*** Block opens ***

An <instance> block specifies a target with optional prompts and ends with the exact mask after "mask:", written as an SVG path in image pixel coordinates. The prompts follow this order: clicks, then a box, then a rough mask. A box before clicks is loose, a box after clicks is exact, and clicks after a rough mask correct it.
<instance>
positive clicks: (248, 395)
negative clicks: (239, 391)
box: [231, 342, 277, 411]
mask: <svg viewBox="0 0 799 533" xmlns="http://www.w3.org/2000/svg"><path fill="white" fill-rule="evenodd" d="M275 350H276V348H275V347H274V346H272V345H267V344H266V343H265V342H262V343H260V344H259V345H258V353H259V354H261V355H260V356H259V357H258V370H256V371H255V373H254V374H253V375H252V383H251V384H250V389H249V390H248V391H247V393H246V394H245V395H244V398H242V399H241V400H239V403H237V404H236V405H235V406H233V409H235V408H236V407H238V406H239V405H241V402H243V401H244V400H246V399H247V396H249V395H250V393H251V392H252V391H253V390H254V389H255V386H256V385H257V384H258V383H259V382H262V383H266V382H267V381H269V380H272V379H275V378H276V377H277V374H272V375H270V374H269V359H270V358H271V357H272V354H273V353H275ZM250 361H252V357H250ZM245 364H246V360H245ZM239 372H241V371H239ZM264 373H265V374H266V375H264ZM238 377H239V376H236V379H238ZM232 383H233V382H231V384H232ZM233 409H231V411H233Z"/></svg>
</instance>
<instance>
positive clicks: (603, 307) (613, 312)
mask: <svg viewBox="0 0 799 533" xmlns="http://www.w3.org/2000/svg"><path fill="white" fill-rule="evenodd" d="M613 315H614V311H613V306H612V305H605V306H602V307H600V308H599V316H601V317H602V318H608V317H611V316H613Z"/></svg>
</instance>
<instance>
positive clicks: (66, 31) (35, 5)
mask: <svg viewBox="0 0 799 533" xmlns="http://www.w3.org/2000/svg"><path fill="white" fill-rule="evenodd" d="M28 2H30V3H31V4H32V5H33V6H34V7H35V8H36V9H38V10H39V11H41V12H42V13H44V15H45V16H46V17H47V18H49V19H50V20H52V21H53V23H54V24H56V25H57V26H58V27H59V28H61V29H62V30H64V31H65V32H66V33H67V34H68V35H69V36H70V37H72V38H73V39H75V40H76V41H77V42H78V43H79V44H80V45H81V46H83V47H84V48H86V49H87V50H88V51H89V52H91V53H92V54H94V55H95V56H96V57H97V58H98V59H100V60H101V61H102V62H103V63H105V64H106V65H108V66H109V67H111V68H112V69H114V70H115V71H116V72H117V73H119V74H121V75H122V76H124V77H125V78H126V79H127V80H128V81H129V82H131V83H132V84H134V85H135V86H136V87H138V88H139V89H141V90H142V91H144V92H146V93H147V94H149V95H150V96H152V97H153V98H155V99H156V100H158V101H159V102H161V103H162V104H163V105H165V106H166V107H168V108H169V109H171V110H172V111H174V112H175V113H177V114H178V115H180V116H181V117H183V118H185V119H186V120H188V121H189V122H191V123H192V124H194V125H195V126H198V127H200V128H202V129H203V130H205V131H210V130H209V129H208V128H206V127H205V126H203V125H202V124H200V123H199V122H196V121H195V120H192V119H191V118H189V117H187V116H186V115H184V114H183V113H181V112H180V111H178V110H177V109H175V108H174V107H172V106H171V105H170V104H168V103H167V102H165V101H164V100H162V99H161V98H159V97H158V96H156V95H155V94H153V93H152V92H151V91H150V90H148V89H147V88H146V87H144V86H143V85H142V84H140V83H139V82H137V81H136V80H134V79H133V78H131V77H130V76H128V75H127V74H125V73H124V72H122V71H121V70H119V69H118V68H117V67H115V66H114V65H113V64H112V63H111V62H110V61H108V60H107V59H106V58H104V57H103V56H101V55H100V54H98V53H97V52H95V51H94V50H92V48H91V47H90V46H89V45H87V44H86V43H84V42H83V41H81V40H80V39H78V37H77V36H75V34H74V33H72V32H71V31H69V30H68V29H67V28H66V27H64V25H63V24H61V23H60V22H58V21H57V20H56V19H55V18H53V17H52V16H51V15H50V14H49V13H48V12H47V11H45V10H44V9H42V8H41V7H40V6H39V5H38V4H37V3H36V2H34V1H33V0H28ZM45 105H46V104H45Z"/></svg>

*** Block closes ***

Aim of the exercise:
Send back all of the material exactly as given.

Answer to the exercise:
An <instance> block specifies a target with optional prompts and ends with the exact mask after "mask:", written as an SVG path in image pixel coordinates. The prompts follow this order: clicks, then a box, then a rough mask. A box before clicks is loose, a box after clicks is exact, and clicks after a rough mask correct it.
<instance>
positive clicks: (248, 395)
negative clicks: (239, 391)
box: [231, 342, 277, 411]
mask: <svg viewBox="0 0 799 533" xmlns="http://www.w3.org/2000/svg"><path fill="white" fill-rule="evenodd" d="M275 350H276V348H275V347H274V346H272V345H267V344H266V343H265V342H262V343H260V344H259V345H258V353H259V354H261V355H260V356H259V357H258V370H256V371H255V373H254V374H253V375H252V383H251V384H250V389H249V390H248V391H247V393H246V394H245V395H244V398H242V399H241V400H239V403H237V404H236V405H235V406H233V409H235V408H236V407H238V406H239V405H241V402H243V401H244V400H246V399H247V396H249V395H250V393H251V392H252V391H253V390H254V389H255V386H256V385H257V384H258V383H259V382H262V383H266V382H267V381H269V380H272V379H275V378H276V377H277V374H272V375H270V374H269V359H270V358H271V357H272V354H273V353H275ZM250 361H252V357H250ZM245 364H246V360H245ZM239 372H241V371H239ZM264 373H265V374H266V375H264ZM238 377H239V376H236V379H238ZM232 383H233V382H231V384H232ZM233 409H231V411H233Z"/></svg>
</instance>
<instance>
positive clicks: (603, 307) (613, 312)
mask: <svg viewBox="0 0 799 533" xmlns="http://www.w3.org/2000/svg"><path fill="white" fill-rule="evenodd" d="M613 315H614V311H613V306H612V305H605V306H602V307H600V308H599V316H601V317H602V318H608V317H611V316H613Z"/></svg>
</instance>
<instance>
positive clicks: (66, 31) (35, 5)
mask: <svg viewBox="0 0 799 533" xmlns="http://www.w3.org/2000/svg"><path fill="white" fill-rule="evenodd" d="M28 2H30V3H31V4H32V5H33V6H34V7H35V8H36V9H38V10H39V11H41V12H42V13H44V15H45V16H46V17H47V18H49V19H50V20H52V21H53V23H54V24H56V25H57V26H58V27H59V28H61V29H62V30H64V31H65V32H66V33H67V34H68V35H69V36H70V37H72V38H73V39H75V40H76V41H77V42H78V43H79V44H80V45H81V46H83V47H84V48H86V49H87V50H88V51H89V52H91V53H92V54H94V55H95V56H96V57H97V58H98V59H100V60H101V61H102V62H103V63H105V64H106V65H108V66H109V67H111V68H112V69H114V70H115V71H116V72H117V73H119V74H121V75H122V76H124V77H125V78H126V79H127V80H128V81H129V82H131V83H132V84H134V85H135V86H136V87H138V88H139V89H141V90H142V91H144V92H146V93H147V94H149V95H150V96H152V97H153V98H155V99H156V100H158V101H159V102H161V103H162V104H163V105H165V106H166V107H168V108H169V109H171V110H172V111H174V112H175V113H177V114H178V115H180V116H181V117H183V118H185V119H186V120H188V121H189V122H191V123H192V124H194V125H195V126H198V127H200V128H202V129H203V130H205V131H210V130H209V129H208V128H206V127H205V126H203V125H202V124H200V123H199V122H196V121H195V120H192V119H191V118H189V117H187V116H186V115H184V114H183V113H181V112H180V111H178V110H177V109H175V108H174V107H172V106H171V105H170V104H168V103H167V102H165V101H164V100H162V99H161V98H159V97H158V96H156V95H155V94H153V93H152V92H151V91H150V90H148V89H147V88H146V87H144V86H143V85H142V84H140V83H139V82H137V81H136V80H134V79H133V78H131V77H130V76H128V75H127V74H125V73H124V72H122V71H121V70H119V69H118V68H117V67H115V66H114V65H113V64H112V63H111V62H110V61H108V60H107V59H106V58H104V57H103V56H101V55H100V54H98V53H97V52H95V51H94V50H92V48H91V47H90V46H89V45H87V44H86V43H84V42H83V41H81V40H80V39H78V37H77V36H75V34H74V33H72V32H71V31H69V30H68V29H67V28H66V27H64V25H63V24H61V23H60V22H58V21H57V20H56V19H55V18H53V17H52V16H51V15H50V14H49V13H48V12H47V11H45V10H44V9H42V8H41V7H40V6H39V5H38V4H37V3H36V2H34V1H33V0H28ZM45 105H46V104H45Z"/></svg>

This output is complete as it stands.